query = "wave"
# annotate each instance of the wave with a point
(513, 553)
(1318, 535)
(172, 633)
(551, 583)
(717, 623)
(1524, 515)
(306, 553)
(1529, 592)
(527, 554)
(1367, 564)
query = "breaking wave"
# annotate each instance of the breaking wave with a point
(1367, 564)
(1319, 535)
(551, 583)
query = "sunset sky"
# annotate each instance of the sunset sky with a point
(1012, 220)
==
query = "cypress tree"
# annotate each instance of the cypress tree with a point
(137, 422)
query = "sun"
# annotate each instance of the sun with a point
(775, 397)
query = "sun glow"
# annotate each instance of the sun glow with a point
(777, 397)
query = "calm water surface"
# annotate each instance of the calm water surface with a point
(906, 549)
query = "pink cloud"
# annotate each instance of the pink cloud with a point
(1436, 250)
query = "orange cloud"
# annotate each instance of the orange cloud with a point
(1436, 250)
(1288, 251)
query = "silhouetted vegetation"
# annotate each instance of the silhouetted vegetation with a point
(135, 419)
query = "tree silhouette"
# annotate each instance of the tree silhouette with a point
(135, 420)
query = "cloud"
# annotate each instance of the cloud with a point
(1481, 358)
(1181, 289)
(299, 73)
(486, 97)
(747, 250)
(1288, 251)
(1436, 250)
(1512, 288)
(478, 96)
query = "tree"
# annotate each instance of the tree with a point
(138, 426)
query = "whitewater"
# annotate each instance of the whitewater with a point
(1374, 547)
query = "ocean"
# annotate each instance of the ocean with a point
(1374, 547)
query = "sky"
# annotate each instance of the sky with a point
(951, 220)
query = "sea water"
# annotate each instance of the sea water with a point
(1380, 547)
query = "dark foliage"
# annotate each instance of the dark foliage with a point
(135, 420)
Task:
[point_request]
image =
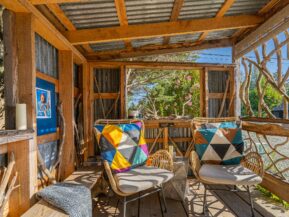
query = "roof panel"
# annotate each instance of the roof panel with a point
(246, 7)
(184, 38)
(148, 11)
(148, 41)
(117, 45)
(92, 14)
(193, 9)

▶ Exercise requirements: Pull out each line above that contains the word "ocean".

▶ Result of the exercise:
query = "ocean"
# annotate each instance of the ocean with a point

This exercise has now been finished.